GIVEN PROBLEM:
Count the lines in the data that contain the word "orange". Give only the number.

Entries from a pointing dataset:
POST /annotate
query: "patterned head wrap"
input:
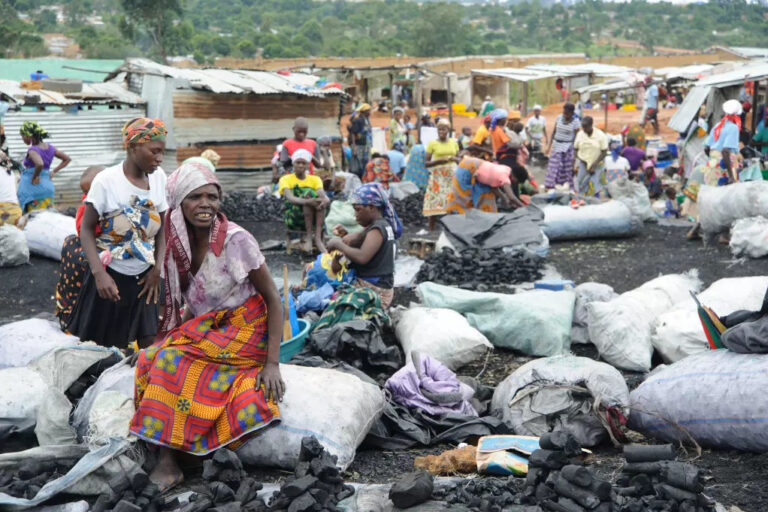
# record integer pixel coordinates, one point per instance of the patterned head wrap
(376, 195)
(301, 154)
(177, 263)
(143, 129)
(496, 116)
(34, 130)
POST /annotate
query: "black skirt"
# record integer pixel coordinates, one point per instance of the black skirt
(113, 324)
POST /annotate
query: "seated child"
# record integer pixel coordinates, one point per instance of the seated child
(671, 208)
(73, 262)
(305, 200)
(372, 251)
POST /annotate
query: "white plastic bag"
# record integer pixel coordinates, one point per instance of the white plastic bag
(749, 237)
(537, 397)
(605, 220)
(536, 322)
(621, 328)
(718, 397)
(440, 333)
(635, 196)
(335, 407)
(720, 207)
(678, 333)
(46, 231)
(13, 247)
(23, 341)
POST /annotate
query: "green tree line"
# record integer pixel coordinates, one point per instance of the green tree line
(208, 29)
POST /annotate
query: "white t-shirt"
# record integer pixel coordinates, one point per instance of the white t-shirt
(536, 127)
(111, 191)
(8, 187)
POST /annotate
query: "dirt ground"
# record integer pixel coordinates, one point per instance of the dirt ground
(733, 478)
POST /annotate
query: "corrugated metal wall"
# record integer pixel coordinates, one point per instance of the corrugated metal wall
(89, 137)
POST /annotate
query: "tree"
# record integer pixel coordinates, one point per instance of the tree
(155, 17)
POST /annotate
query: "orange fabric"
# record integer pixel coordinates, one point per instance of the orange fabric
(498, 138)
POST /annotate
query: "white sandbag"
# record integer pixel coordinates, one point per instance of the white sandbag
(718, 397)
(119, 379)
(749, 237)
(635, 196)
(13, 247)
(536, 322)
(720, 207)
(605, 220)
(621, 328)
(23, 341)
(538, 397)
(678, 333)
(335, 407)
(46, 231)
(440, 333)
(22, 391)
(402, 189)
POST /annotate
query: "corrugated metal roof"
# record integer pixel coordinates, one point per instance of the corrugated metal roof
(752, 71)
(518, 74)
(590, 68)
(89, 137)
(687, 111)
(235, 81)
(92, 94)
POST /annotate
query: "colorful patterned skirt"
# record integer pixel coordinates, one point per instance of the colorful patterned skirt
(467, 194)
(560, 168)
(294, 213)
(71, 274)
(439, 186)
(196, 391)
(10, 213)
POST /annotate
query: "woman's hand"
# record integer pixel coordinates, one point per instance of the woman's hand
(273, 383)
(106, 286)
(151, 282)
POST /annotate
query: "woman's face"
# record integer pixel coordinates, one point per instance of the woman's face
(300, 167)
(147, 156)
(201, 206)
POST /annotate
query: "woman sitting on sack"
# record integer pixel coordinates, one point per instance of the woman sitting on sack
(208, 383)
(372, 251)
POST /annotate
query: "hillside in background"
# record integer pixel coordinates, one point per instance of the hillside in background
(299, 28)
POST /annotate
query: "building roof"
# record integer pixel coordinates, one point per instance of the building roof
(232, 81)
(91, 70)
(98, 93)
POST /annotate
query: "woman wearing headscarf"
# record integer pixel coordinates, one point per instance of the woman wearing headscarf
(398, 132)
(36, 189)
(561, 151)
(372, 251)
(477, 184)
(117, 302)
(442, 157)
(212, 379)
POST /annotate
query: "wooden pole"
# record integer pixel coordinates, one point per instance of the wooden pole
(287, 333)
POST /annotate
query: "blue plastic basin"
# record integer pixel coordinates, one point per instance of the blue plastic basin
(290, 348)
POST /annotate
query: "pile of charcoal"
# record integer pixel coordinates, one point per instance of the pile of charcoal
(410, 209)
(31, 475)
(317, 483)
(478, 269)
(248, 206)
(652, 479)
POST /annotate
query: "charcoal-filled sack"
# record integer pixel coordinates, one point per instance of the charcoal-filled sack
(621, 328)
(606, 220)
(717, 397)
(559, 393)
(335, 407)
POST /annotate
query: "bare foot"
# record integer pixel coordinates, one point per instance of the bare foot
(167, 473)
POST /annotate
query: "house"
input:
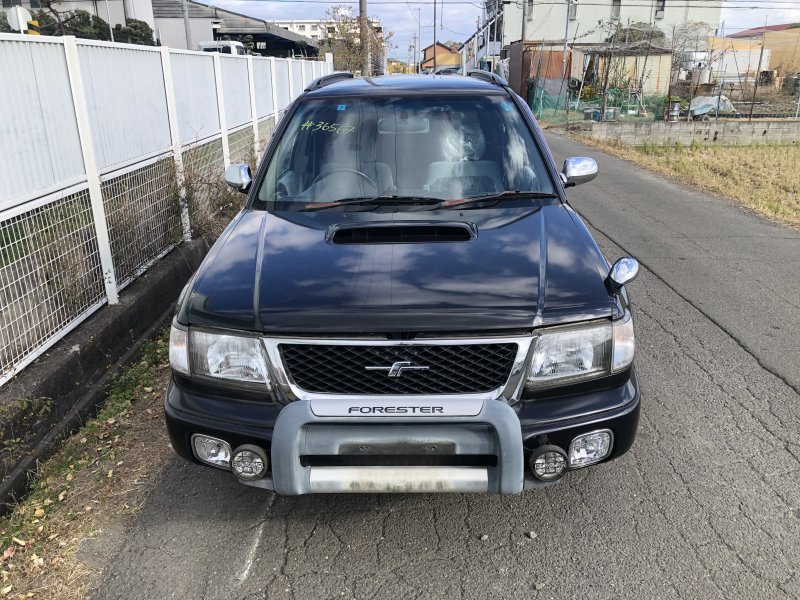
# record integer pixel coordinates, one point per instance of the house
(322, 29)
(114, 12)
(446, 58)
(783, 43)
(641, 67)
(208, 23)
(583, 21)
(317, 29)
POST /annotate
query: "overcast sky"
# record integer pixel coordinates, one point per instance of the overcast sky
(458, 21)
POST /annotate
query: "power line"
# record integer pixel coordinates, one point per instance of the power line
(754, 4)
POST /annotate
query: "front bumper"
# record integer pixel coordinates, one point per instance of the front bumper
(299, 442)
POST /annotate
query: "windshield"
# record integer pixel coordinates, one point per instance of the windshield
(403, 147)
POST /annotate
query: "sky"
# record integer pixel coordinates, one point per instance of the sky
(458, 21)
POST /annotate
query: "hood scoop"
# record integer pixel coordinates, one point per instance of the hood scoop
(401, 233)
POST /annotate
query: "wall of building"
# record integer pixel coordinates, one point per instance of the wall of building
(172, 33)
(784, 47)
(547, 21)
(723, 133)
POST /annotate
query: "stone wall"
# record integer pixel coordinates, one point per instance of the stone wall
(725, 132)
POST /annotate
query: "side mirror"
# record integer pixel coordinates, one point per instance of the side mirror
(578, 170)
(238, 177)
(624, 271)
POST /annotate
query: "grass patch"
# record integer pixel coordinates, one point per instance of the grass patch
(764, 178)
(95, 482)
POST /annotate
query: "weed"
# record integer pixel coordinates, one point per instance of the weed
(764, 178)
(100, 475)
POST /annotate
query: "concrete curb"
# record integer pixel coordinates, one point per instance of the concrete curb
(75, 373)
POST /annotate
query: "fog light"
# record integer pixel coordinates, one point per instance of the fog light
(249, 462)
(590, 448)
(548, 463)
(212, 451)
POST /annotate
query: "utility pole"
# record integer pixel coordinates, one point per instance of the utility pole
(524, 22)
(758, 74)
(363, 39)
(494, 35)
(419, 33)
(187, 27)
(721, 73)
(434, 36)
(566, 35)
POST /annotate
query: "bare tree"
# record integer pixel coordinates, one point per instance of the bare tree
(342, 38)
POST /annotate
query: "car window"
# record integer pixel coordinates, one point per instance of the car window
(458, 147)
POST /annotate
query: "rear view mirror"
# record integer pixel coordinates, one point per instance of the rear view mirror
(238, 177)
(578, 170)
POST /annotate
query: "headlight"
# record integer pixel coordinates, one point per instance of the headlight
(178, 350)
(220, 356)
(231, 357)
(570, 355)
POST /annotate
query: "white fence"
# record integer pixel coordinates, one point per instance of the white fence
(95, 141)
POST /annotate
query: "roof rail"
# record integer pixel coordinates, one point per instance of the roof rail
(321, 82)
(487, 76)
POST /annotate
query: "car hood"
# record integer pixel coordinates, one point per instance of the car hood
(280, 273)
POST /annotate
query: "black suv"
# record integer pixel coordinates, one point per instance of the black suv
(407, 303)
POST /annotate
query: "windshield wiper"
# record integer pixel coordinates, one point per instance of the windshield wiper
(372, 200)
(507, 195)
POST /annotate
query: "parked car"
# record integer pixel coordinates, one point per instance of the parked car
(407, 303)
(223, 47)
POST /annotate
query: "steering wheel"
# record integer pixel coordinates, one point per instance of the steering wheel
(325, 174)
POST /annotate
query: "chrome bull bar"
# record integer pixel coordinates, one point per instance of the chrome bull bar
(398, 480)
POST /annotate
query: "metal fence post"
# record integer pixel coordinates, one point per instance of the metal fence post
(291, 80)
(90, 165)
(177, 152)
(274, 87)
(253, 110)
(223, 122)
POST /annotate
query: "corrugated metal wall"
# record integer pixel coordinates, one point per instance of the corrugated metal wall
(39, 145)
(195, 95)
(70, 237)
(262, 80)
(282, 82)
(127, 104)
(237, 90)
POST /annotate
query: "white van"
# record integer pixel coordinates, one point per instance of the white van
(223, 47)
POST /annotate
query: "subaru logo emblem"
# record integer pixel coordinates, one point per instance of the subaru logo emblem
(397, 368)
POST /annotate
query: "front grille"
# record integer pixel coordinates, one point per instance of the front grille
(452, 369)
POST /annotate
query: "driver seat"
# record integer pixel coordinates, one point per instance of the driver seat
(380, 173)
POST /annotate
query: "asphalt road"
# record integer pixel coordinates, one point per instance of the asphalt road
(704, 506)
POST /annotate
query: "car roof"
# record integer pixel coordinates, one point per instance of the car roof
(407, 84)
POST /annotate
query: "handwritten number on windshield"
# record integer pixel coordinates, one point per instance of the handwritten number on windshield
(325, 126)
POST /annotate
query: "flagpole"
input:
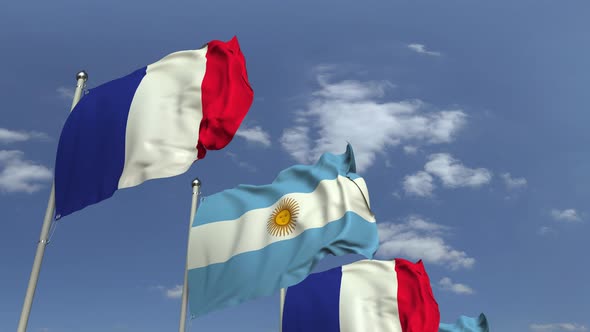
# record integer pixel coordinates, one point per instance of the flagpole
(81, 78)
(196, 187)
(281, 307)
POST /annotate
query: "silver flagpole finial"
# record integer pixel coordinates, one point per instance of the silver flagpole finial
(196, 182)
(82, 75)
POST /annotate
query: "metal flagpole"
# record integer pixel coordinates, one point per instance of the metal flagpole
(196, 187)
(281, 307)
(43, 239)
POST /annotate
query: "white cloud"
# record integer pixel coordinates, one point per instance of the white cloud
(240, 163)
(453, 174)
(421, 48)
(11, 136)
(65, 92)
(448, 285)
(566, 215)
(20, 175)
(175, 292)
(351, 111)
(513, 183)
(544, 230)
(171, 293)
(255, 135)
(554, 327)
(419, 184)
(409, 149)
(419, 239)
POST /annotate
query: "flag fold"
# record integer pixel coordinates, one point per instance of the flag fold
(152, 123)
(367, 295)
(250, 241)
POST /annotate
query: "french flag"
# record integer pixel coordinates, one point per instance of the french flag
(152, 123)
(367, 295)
...
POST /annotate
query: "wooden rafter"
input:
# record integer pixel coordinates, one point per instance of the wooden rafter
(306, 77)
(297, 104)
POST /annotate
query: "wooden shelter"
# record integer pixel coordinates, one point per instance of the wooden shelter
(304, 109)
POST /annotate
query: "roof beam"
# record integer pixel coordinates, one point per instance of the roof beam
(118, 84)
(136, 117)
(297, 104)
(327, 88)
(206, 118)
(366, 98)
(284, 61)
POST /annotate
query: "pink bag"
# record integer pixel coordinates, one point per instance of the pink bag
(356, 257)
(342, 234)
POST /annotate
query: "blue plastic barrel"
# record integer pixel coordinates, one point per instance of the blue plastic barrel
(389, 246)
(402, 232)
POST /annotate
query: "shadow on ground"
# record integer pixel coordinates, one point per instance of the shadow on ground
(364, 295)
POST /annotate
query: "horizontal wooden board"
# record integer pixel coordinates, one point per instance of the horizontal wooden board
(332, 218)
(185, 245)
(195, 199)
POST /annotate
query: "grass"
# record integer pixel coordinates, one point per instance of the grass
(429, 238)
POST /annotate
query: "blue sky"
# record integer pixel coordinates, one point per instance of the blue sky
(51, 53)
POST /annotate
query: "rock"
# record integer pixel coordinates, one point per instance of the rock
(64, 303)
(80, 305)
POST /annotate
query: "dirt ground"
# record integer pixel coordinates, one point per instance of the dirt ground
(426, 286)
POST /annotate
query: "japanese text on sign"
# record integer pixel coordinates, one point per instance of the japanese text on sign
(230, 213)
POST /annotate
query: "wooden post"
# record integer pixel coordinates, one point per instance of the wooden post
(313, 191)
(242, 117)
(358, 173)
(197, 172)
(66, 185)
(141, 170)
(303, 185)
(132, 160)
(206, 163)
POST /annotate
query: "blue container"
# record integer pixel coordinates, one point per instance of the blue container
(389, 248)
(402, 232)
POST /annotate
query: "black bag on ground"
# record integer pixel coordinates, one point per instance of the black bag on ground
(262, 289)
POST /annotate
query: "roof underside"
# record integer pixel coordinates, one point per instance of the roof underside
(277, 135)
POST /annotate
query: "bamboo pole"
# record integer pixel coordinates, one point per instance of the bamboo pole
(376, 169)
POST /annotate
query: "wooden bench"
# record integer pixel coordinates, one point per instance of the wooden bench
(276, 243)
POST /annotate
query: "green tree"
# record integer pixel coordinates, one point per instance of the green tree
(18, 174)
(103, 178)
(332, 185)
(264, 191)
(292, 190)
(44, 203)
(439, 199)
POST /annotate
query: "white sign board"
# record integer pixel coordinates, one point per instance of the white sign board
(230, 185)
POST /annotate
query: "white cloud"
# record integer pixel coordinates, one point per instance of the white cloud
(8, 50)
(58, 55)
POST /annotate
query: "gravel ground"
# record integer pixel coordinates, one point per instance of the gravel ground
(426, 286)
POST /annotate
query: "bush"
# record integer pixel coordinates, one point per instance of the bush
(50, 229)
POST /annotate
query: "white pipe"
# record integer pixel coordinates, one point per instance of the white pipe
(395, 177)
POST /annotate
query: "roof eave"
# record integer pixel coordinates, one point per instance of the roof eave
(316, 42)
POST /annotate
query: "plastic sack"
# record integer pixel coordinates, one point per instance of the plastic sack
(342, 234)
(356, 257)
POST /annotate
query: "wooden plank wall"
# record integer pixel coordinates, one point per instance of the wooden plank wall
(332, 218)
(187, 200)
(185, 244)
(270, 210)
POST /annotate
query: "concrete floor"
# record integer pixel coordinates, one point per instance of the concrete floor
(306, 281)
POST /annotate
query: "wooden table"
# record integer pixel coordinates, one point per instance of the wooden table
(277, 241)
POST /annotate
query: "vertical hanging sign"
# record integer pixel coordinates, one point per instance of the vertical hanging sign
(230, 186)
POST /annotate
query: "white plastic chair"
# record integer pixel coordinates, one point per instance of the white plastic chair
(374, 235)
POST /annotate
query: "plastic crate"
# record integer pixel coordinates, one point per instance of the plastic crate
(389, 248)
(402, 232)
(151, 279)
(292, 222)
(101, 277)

THE ANSWER:
2